Start of Input data

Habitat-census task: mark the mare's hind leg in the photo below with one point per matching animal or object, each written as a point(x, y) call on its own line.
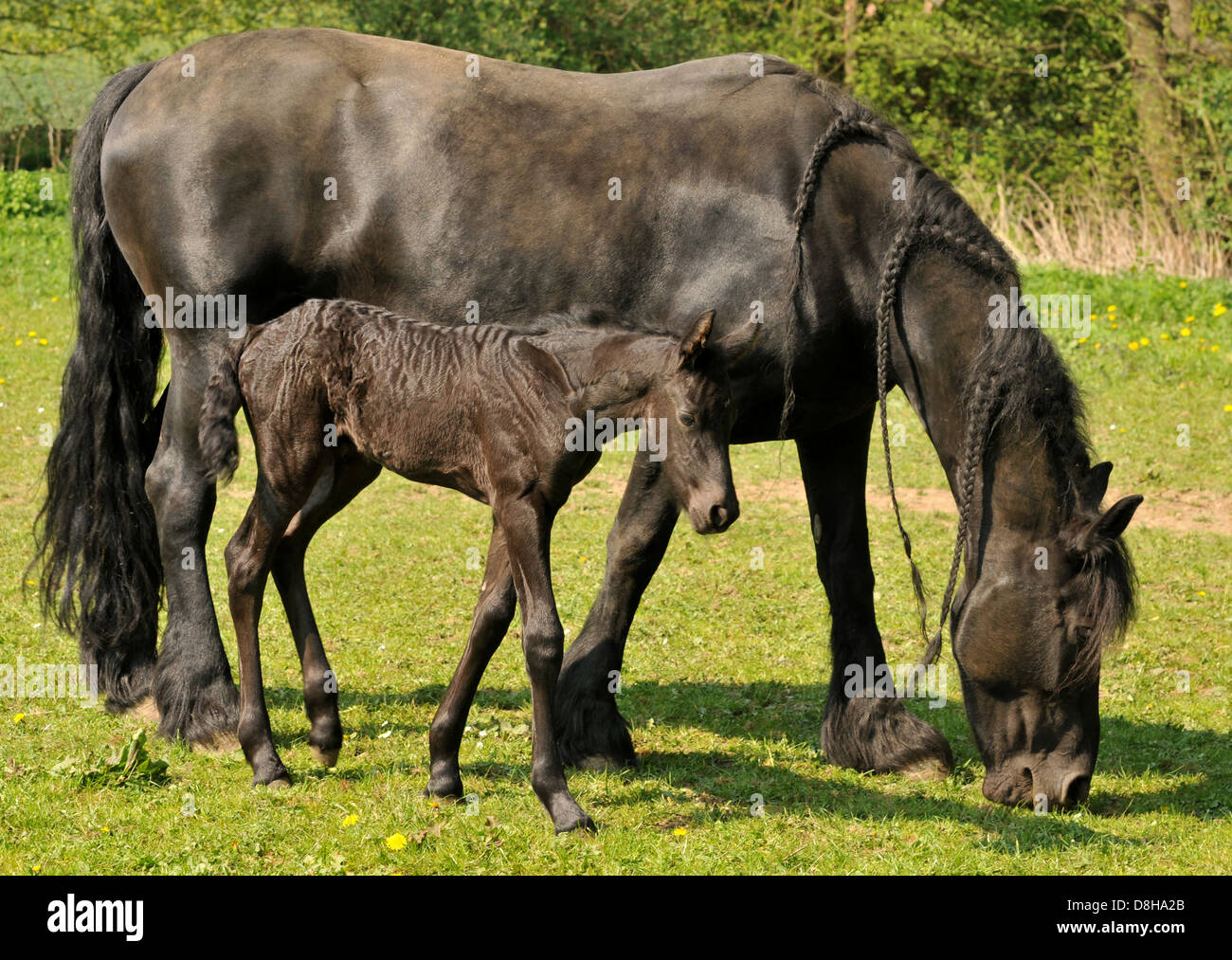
point(249, 558)
point(876, 733)
point(492, 616)
point(192, 683)
point(337, 486)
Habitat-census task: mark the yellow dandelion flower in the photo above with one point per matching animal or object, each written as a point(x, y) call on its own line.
point(395, 842)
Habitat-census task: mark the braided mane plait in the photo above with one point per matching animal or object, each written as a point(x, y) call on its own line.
point(845, 128)
point(925, 225)
point(915, 232)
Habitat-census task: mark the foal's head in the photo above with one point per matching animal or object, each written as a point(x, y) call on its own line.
point(685, 398)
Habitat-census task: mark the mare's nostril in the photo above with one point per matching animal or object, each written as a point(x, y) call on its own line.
point(1075, 788)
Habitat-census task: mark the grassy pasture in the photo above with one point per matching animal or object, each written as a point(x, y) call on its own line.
point(725, 671)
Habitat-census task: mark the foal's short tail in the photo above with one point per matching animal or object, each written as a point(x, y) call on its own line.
point(216, 433)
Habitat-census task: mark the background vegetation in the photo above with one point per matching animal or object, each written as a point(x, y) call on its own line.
point(1079, 165)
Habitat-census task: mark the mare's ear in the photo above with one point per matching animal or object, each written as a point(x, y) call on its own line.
point(1095, 486)
point(695, 340)
point(1109, 525)
point(738, 344)
point(614, 389)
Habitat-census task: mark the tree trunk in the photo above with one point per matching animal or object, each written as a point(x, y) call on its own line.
point(849, 21)
point(1152, 98)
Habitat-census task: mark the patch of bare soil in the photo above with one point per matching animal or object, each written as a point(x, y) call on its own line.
point(1187, 512)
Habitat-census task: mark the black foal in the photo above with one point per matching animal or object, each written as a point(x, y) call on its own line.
point(334, 390)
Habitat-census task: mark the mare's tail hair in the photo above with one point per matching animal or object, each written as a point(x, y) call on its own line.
point(95, 537)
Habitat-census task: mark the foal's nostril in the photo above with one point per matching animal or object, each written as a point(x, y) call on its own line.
point(1075, 788)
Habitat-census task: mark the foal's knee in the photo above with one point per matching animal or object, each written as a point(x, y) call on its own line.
point(243, 567)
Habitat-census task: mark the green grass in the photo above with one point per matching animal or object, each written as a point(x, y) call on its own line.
point(723, 677)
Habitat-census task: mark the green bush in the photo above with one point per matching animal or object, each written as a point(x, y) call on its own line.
point(33, 193)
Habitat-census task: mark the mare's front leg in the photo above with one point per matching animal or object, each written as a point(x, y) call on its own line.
point(589, 730)
point(528, 528)
point(492, 616)
point(249, 558)
point(336, 487)
point(874, 733)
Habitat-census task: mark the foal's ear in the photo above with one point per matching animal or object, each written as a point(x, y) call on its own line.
point(695, 340)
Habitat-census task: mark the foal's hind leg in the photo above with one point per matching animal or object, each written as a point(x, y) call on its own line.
point(528, 528)
point(335, 488)
point(492, 618)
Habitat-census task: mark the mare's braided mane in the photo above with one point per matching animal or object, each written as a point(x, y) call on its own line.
point(984, 393)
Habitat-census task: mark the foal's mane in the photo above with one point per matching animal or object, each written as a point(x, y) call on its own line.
point(1019, 386)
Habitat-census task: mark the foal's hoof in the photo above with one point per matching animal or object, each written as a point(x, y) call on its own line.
point(444, 788)
point(582, 824)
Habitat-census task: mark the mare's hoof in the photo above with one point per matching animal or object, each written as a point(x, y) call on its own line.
point(444, 788)
point(582, 824)
point(144, 710)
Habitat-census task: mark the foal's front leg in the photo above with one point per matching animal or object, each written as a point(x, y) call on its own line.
point(492, 616)
point(336, 487)
point(528, 526)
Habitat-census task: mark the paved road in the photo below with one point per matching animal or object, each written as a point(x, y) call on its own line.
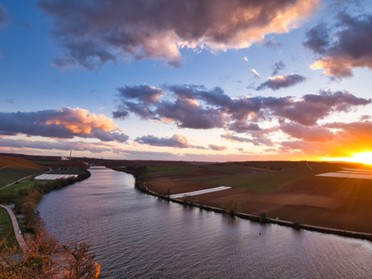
point(17, 231)
point(14, 182)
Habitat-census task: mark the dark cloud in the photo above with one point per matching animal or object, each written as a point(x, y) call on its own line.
point(329, 140)
point(217, 147)
point(231, 137)
point(93, 33)
point(58, 145)
point(63, 123)
point(198, 108)
point(277, 67)
point(243, 127)
point(178, 141)
point(306, 133)
point(2, 17)
point(313, 107)
point(342, 47)
point(272, 44)
point(278, 82)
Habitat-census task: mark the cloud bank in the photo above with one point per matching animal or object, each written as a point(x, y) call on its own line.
point(195, 107)
point(95, 32)
point(177, 141)
point(342, 47)
point(283, 81)
point(63, 123)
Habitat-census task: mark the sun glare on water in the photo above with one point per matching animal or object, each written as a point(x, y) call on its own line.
point(363, 158)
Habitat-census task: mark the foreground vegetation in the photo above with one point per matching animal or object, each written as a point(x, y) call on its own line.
point(46, 257)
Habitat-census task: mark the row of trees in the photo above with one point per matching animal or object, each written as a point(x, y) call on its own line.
point(46, 257)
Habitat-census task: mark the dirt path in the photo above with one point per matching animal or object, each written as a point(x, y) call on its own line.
point(17, 231)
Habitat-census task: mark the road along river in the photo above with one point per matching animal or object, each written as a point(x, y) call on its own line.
point(138, 236)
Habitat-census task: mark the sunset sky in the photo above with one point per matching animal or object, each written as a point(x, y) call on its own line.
point(201, 80)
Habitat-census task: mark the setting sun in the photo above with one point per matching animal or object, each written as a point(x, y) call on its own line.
point(363, 158)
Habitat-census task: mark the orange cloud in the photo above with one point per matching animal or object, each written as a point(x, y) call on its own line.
point(81, 121)
point(159, 29)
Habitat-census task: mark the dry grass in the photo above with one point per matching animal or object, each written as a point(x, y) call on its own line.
point(17, 163)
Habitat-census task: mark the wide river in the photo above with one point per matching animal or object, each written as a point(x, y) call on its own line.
point(138, 236)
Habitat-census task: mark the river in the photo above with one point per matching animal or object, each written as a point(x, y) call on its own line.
point(134, 235)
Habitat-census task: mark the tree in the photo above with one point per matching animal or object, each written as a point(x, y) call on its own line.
point(82, 264)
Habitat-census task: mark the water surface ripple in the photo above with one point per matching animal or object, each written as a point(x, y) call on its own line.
point(138, 236)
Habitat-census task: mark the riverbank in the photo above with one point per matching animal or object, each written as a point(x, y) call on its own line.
point(256, 218)
point(312, 203)
point(41, 255)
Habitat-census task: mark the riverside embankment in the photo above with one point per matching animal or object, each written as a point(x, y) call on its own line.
point(296, 206)
point(134, 235)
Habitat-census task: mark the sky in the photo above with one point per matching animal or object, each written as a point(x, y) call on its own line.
point(196, 80)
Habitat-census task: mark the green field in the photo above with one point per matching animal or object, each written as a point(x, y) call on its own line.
point(13, 191)
point(6, 230)
point(256, 176)
point(9, 175)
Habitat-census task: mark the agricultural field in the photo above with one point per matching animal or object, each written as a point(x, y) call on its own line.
point(6, 229)
point(290, 191)
point(13, 169)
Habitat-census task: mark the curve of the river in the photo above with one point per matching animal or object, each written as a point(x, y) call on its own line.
point(138, 236)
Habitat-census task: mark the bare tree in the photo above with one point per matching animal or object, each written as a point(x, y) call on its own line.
point(82, 264)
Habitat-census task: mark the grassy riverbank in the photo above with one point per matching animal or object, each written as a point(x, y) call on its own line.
point(44, 256)
point(288, 193)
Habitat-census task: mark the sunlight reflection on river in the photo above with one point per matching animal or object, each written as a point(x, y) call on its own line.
point(134, 235)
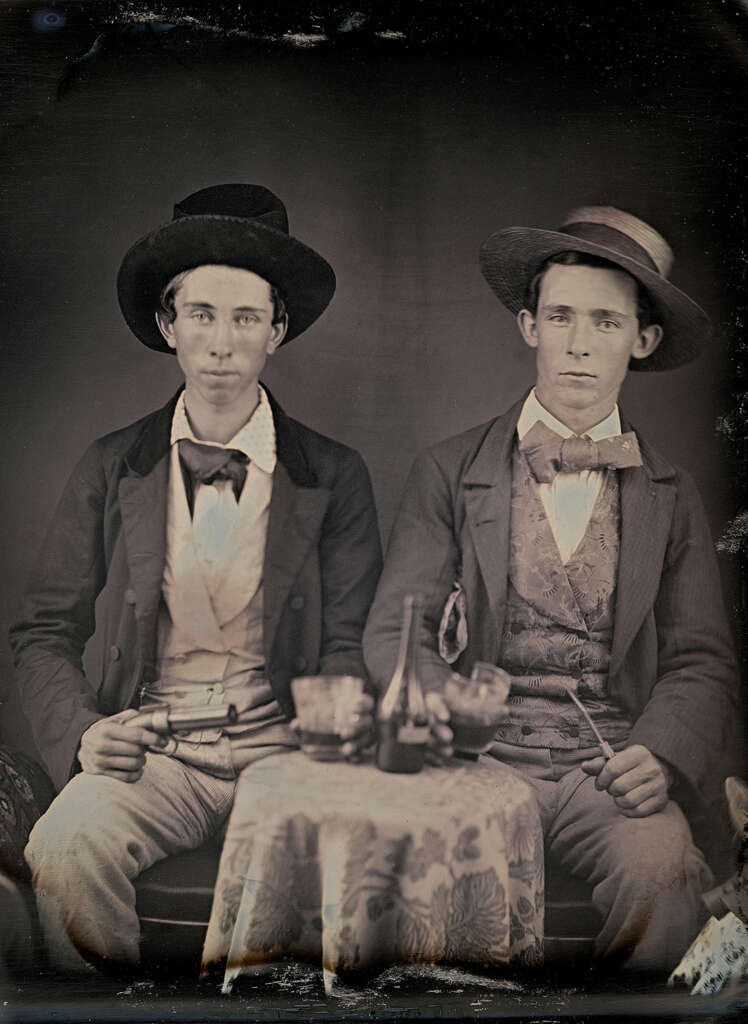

End of Input data

Problem details
The lines to copy run from the one with "Habitat-census task: mark the curve" through the end of the material. Write them out exactly, leaving out the pictures.

Reply to the task
Habitat-census task: mark the curve of the river in the photo above with one point per matching animal or object, each written as a point(x, y) call on its own line.
point(138, 236)
Habitat-census task: mark the bare tree in the photo above with one point per matching animal or object, each written as a point(x, y) call on its own line.
point(82, 264)
Habitat-census task: mark the grassy riverbank in the photo above with one point per matching animal or object, each written as a point(x, y) call on its own line.
point(44, 256)
point(288, 193)
Habitat-census task: mark the sunlight reflection on river in the photo above with one point per matching animal or object, each written as a point(x, y) call on its own line.
point(134, 235)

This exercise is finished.